» DATA PROVIDED:
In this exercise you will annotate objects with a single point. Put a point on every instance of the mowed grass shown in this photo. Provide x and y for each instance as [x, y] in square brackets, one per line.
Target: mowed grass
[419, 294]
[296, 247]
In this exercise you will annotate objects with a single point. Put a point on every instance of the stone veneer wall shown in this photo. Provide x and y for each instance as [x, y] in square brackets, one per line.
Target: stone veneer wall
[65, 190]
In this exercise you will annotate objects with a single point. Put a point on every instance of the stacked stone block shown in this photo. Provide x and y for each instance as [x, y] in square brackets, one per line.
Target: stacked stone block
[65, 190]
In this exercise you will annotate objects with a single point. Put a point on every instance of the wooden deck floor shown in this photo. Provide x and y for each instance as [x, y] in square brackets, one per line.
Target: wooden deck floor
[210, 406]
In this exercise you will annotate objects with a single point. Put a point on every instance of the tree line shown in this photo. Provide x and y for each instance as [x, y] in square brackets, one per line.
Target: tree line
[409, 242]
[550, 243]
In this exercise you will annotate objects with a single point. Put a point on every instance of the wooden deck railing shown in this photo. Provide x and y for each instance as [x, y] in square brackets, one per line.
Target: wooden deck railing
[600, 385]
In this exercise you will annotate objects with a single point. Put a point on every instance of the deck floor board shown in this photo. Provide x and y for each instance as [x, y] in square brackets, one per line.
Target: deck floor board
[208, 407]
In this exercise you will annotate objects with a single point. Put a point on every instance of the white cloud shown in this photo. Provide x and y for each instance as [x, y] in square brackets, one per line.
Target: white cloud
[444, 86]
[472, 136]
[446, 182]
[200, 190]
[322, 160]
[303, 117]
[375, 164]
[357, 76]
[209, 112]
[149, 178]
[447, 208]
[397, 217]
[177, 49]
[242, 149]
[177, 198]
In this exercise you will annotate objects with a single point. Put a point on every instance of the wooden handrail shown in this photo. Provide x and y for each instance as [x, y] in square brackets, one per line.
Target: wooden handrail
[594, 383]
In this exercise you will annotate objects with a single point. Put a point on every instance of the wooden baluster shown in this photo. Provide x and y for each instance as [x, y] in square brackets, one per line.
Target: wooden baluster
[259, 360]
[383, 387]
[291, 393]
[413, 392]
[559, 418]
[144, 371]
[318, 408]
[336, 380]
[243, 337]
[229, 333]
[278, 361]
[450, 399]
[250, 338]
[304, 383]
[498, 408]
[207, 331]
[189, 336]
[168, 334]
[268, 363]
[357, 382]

» THE TASK: Copy all lines from the listing that contain "exercise".

» RESULT:
In this exercise you will annotate objects with a single point. Put a point on every instance of the mowed grass shown in this photo. Provide x and y for each instance as [x, y] in square brackets, one per line.
In this exercise you will annotate objects with a single point. Put a point on every instance of the stone veneer wall shown in this photo. Provide x and y for each instance as [x, y] in square brackets, one per line.
In this exercise you will annotate objects with a single point. Put a point on every instance of the stacked stone block shown in this photo. Provide x and y for each instance as [x, y] in square brackets, one per line.
In this exercise you will annotate objects with a single point. Put a point on every instance of the wooden deck floor shown in this photo. Provide x and y for each instance as [x, y] in square brackets, one per line.
In this exercise you will annotate objects with a single point. Put a point on every instance of the tree line shown in this photo. Provide x and y for each instance as [x, y] in square brackets, one per line.
In this exercise you will annotate objects with a single point. Put a point on every instance of the wooden deck railing shown in this photo. Provide x and y for each instance as [x, y] in square brackets, one per line.
In this exercise you will annotate objects with a single point. Put a point on every instance of the deck floor board shown in this photo. Provide x and y for each instance as [x, y] in square brackets, one per line.
In this exercise you will annotate objects with a single point. Put a point on every instance of the white cloud shown in this photo. Provide x and y for each instance as [x, y] in square brackets, one per line.
In this exercise you will annotate objects with a single point. Put a point on every instance of the wooden handrail shown in this photo. Provide x and y for each instance as [x, y] in square brackets, one per line.
In this exercise you will annotate objects with a single point. Put a point on every instance of the wooden baluster shown in this photo. Provide x and y for each instance as [x, y] in square brackets, one per line.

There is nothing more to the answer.